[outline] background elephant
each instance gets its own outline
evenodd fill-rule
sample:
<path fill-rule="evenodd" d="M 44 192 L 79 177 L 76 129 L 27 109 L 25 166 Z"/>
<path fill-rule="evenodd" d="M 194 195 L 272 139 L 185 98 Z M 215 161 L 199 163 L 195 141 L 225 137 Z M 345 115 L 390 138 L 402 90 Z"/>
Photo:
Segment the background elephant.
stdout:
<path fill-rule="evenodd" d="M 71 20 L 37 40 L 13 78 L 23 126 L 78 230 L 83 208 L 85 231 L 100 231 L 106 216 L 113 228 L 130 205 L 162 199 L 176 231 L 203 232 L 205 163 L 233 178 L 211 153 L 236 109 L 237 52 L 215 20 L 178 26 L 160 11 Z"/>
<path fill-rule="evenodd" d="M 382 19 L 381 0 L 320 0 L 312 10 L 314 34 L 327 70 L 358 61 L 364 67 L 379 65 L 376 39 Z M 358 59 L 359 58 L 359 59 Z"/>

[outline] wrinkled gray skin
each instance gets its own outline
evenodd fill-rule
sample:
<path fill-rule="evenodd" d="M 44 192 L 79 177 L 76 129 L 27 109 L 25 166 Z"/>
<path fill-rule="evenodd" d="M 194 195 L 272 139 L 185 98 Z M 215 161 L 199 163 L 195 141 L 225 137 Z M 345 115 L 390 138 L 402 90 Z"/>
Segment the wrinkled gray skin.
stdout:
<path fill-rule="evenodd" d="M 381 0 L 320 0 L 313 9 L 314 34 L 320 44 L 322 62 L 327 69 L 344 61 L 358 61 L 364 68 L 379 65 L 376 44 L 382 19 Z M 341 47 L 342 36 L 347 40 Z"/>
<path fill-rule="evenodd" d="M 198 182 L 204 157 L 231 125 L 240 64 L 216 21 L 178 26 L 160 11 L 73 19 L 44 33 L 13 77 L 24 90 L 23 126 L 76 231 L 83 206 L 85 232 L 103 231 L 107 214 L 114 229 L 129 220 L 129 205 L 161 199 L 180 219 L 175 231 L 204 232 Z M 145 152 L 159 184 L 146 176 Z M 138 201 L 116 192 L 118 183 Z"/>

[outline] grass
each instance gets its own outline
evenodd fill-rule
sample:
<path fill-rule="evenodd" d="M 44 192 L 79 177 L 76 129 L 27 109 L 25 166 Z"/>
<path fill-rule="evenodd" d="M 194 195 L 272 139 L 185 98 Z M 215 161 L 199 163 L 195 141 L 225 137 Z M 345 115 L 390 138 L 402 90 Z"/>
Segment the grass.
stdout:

Aim of the task -> Reproduce, unchanged, the stretch of material from the line containing "[outline] grass" through the last line of the material.

Output for this exercise ->
[outline] grass
each instance gets its own outline
evenodd fill-rule
sample:
<path fill-rule="evenodd" d="M 44 192 L 79 177 L 76 129 L 27 109 L 25 166 Z"/>
<path fill-rule="evenodd" d="M 194 195 L 272 139 L 185 98 Z M 215 161 L 199 163 L 195 141 L 225 137 Z M 345 115 L 390 138 L 402 90 Z"/>
Segment the grass.
stdout:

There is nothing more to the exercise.